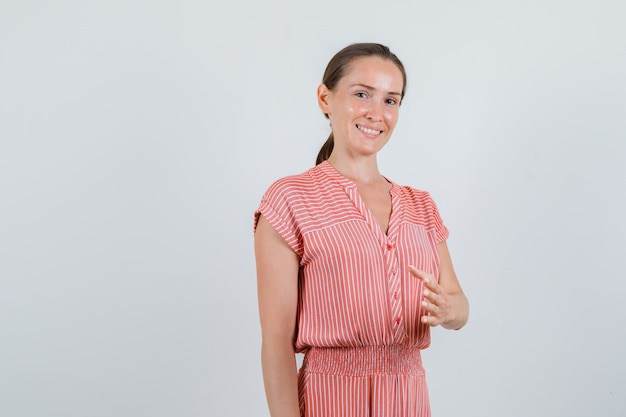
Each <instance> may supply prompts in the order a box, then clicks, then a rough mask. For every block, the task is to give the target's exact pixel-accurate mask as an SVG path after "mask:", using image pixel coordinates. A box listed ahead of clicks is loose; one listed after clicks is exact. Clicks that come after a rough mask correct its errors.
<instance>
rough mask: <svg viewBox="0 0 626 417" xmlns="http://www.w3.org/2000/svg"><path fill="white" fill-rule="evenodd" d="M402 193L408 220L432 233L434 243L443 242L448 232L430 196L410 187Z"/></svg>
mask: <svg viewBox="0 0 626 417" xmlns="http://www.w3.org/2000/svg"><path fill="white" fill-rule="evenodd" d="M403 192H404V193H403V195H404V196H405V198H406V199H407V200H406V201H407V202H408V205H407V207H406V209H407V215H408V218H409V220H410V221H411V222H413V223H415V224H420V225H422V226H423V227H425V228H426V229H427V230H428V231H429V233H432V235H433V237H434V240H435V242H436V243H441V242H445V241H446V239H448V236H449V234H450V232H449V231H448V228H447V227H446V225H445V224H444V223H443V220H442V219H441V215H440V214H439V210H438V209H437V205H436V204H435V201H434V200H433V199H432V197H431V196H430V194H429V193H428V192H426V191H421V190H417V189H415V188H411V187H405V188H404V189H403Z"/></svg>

* * *

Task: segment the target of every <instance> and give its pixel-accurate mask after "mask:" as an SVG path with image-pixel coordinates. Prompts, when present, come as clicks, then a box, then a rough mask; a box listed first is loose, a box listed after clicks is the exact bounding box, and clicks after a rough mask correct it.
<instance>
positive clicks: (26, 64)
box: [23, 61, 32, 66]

## Work required
Among the entries above, which lines include "instance"? List them all.

## The completed task
Each <instance> may supply prompts in the order a box, then clicks, then a rough mask. For every block, the task is to give the target's exact pixel-accurate mask as an SVG path after "mask:", using image pixel coordinates. A box listed ahead of clicks is loose; one listed after clicks is exact. Clicks that come after a rough mask correct its errors.
<instance>
Task: segment the target of every <instance> and give its pixel-accurate mask after "mask:" as an SVG path with image-pixel coordinates. Prompts, when present, come as clicks, then a box, then a rough mask; a box listed first is loose, a box listed after clicks is the exact bounding box, and clicks after a rough mask correct it.
<instance>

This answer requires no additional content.